• _Directions_: Pick out every line of the listing below that contains the string "mountain" and copy each one.

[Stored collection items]
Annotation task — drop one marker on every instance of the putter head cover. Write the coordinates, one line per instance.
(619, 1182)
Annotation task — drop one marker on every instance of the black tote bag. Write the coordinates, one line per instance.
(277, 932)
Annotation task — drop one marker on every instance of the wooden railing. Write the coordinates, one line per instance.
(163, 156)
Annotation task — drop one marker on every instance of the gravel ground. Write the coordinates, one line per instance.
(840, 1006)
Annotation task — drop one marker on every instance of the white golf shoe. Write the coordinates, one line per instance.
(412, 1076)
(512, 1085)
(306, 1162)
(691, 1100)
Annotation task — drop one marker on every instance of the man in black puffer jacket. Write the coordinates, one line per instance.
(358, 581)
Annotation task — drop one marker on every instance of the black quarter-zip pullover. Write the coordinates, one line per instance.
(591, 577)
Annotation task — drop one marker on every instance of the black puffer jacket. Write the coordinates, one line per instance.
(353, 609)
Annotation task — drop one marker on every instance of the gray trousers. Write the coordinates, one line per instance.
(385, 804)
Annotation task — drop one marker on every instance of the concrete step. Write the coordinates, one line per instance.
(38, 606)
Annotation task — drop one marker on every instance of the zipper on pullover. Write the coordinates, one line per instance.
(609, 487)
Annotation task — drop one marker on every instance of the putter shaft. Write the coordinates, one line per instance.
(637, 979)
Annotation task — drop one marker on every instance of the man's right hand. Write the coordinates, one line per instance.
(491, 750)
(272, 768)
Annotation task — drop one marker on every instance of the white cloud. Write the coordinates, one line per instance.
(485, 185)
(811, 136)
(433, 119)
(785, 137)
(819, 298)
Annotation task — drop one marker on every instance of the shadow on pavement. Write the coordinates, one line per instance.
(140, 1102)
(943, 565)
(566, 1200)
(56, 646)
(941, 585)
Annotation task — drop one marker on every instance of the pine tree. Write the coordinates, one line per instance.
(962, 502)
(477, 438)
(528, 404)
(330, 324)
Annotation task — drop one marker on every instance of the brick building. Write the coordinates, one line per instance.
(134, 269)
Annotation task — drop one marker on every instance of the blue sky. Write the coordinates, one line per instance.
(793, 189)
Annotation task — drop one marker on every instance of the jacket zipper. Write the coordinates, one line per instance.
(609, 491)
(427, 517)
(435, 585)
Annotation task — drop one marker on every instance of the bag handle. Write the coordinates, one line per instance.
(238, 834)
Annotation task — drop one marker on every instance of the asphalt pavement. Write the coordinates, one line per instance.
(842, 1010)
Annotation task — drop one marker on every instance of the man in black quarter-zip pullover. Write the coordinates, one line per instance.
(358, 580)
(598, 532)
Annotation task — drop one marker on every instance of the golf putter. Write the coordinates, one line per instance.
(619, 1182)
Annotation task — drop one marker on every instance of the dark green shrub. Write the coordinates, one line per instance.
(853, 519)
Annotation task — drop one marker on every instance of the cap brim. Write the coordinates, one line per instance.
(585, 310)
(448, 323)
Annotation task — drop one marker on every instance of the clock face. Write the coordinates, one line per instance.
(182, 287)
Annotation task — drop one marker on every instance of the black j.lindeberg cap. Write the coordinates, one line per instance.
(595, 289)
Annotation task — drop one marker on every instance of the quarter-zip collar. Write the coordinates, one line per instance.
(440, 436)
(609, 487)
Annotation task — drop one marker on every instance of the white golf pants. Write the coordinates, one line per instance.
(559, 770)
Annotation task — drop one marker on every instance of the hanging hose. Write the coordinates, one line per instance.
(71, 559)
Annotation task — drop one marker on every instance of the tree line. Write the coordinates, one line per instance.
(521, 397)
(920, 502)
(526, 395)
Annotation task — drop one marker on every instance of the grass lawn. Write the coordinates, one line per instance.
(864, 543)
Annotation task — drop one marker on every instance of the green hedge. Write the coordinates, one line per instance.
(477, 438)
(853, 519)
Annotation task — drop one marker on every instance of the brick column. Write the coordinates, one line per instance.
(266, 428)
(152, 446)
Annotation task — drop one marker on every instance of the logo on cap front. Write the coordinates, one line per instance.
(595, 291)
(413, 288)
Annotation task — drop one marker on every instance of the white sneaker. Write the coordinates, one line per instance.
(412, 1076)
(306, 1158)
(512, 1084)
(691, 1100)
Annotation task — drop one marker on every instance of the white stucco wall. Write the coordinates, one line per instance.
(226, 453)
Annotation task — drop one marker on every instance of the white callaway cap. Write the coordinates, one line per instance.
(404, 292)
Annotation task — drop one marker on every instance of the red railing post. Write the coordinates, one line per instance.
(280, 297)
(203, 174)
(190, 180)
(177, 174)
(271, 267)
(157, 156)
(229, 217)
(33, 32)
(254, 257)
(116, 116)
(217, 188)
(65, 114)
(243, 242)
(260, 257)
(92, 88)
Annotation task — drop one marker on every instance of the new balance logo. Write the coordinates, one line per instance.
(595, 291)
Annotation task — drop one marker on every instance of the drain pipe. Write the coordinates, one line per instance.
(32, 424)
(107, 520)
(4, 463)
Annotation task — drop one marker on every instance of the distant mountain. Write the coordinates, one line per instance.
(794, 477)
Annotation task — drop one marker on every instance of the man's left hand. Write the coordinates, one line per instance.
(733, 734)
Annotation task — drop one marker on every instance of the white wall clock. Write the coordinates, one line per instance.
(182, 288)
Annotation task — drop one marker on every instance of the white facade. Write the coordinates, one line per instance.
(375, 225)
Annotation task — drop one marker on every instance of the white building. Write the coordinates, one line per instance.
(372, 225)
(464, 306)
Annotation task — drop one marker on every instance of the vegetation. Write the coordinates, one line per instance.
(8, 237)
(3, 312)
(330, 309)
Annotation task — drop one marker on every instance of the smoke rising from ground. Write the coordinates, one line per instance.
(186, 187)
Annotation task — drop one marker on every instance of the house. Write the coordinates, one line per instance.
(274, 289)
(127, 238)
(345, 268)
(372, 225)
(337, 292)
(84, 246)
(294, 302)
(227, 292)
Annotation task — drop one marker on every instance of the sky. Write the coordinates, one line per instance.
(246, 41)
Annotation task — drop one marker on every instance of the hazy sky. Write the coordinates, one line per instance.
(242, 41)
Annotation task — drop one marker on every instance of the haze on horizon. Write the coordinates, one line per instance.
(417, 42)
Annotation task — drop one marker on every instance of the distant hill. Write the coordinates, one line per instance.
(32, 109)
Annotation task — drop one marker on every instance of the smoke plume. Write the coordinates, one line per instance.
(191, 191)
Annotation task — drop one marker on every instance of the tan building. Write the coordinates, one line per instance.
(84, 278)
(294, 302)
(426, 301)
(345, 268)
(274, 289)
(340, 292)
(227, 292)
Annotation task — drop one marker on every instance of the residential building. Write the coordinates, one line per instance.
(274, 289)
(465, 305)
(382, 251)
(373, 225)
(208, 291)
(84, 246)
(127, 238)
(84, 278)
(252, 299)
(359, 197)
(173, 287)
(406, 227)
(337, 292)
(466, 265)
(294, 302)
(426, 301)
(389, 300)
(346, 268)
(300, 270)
--
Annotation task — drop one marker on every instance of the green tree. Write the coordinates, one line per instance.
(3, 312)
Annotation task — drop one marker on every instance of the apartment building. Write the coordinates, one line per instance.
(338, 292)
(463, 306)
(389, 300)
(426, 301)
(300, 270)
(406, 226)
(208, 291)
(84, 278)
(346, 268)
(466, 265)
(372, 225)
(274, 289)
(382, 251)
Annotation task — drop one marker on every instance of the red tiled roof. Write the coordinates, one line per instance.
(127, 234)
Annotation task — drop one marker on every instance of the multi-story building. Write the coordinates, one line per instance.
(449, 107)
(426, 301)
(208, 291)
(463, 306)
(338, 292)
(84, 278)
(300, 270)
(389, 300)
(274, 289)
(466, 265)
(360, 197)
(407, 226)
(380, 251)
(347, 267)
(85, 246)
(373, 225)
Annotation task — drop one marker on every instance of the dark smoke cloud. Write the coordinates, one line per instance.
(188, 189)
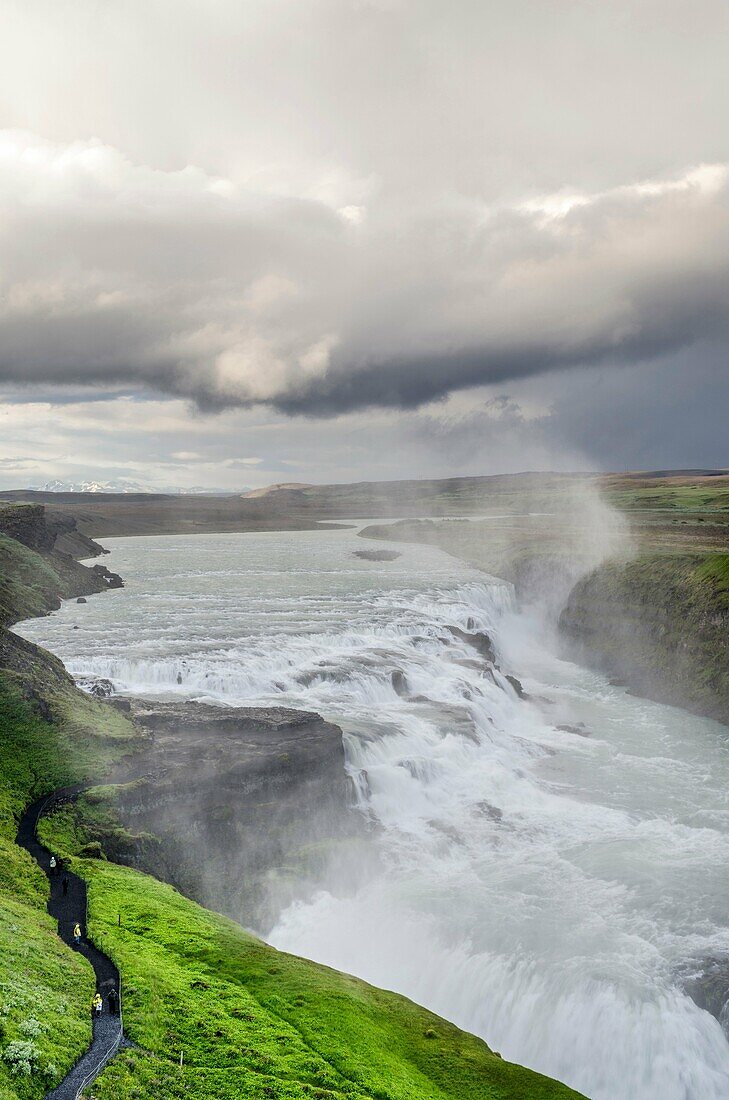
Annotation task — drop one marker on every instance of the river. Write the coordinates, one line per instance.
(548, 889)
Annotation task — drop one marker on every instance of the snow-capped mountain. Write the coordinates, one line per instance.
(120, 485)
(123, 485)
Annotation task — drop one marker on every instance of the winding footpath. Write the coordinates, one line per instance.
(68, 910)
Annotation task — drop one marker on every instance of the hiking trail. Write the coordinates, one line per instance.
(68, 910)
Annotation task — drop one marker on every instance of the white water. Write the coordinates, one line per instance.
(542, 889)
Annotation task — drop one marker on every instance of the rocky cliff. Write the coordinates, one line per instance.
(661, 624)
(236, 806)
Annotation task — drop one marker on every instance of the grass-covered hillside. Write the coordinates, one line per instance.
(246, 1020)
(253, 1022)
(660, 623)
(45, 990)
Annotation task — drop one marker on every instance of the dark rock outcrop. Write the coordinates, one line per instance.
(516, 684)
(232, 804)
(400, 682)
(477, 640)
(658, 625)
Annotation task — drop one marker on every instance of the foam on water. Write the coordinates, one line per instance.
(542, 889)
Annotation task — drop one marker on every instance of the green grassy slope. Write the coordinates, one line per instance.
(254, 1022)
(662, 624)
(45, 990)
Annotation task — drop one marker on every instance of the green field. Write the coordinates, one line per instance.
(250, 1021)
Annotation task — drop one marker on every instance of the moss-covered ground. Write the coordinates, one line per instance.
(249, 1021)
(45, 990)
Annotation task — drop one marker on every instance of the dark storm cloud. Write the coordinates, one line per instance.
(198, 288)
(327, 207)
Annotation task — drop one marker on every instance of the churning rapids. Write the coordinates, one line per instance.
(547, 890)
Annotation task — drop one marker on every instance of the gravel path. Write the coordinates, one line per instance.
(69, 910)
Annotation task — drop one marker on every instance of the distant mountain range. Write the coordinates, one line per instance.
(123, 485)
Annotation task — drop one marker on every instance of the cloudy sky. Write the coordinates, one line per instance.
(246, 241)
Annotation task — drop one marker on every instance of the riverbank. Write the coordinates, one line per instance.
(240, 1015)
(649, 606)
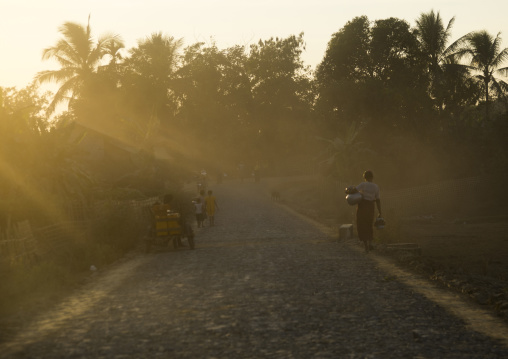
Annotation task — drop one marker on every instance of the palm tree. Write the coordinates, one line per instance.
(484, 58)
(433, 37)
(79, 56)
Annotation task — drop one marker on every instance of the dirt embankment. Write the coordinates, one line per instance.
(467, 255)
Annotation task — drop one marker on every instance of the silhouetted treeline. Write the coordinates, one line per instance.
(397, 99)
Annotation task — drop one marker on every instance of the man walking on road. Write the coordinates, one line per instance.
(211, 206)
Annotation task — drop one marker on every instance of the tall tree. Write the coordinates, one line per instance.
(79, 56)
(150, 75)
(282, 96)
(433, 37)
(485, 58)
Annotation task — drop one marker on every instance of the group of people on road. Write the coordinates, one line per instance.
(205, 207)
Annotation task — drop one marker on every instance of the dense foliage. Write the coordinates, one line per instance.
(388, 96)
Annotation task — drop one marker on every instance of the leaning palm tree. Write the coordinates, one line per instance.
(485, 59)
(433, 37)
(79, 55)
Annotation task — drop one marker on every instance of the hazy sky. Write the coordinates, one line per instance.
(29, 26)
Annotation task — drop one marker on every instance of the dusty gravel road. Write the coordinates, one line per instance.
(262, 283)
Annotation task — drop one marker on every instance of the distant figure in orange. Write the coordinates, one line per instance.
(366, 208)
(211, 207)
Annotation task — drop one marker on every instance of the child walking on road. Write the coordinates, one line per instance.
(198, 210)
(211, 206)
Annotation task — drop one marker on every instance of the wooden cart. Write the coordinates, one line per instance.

• _Task output_:
Annotation task — drop one marker on every instance of the distant mountain. Write the coordinates, one line per instance.
Annotation task — drop one marker on every instance of the snow-capped mountain. Write the coordinates, one line per instance.
Annotation task — drop one marker on every instance of the distant mountain range. Write the coordinates, one line per instance.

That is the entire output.